■ **REQUIREMENTS**: Reproduce the rows below, swapping "output goes here" for "result goes here" wherever it occurs and leaving every other character as it is.

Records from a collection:
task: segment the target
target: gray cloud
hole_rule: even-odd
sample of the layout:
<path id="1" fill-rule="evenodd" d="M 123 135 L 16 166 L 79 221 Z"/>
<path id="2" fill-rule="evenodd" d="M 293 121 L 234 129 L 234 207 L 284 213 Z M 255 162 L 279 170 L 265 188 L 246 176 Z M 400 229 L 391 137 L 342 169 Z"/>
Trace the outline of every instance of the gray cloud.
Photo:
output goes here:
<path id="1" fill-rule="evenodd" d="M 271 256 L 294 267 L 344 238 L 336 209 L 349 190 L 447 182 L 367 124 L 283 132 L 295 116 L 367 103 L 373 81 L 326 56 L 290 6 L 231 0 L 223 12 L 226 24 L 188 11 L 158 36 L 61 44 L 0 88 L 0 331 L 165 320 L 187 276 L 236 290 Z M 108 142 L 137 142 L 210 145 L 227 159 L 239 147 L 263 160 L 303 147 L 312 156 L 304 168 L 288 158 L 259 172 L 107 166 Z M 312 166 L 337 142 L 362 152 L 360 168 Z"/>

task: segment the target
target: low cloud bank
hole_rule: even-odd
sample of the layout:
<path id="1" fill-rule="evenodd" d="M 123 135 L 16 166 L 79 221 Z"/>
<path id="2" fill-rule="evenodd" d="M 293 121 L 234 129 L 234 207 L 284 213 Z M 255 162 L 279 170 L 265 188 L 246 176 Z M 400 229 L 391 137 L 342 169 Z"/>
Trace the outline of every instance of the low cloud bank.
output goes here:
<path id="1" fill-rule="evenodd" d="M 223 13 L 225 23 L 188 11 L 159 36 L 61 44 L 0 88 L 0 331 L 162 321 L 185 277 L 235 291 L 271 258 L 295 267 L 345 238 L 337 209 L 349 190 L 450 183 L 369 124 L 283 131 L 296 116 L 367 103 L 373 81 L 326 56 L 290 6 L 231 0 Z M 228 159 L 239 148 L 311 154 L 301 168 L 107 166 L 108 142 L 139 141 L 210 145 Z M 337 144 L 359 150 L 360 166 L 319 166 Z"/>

■ **OUTPUT**:
task: segment the target
target: gray cloud
hole_rule: even-odd
sample of the layout:
<path id="1" fill-rule="evenodd" d="M 123 135 L 16 166 L 79 221 Z"/>
<path id="2" fill-rule="evenodd" d="M 293 121 L 234 129 L 234 207 L 284 213 Z M 255 162 L 279 170 L 265 188 L 246 176 Z M 400 229 L 391 137 L 342 169 Z"/>
Trace the outline of every instance of the gray cloud.
Photo:
result goes here:
<path id="1" fill-rule="evenodd" d="M 271 256 L 294 267 L 344 238 L 336 209 L 349 190 L 447 182 L 367 124 L 283 132 L 295 116 L 367 103 L 373 81 L 326 56 L 290 6 L 231 0 L 223 12 L 226 24 L 188 11 L 158 36 L 61 44 L 0 88 L 0 331 L 165 320 L 187 276 L 236 290 Z M 108 142 L 137 142 L 210 145 L 227 159 L 239 147 L 263 160 L 303 147 L 312 156 L 304 168 L 288 158 L 259 172 L 107 166 Z M 312 166 L 337 142 L 362 152 L 360 168 Z"/>

task: segment the target
target: low cloud bank
hole_rule: even-odd
sample of the layout:
<path id="1" fill-rule="evenodd" d="M 123 135 L 16 166 L 79 221 Z"/>
<path id="2" fill-rule="evenodd" d="M 293 121 L 234 129 L 234 207 L 284 213 Z M 255 162 L 279 170 L 265 188 L 246 176 Z M 400 229 L 391 137 L 342 169 Z"/>
Trace the outline of every instance of the low cloud bank.
result goes here:
<path id="1" fill-rule="evenodd" d="M 223 13 L 225 23 L 188 11 L 159 36 L 61 44 L 0 88 L 0 331 L 162 321 L 185 277 L 235 291 L 271 258 L 295 267 L 345 238 L 337 209 L 349 190 L 450 183 L 369 124 L 283 131 L 296 116 L 367 103 L 373 81 L 326 56 L 290 6 L 231 0 Z M 228 159 L 239 148 L 311 154 L 301 168 L 107 166 L 108 142 L 139 141 L 210 145 Z M 337 144 L 359 150 L 360 166 L 319 166 Z"/>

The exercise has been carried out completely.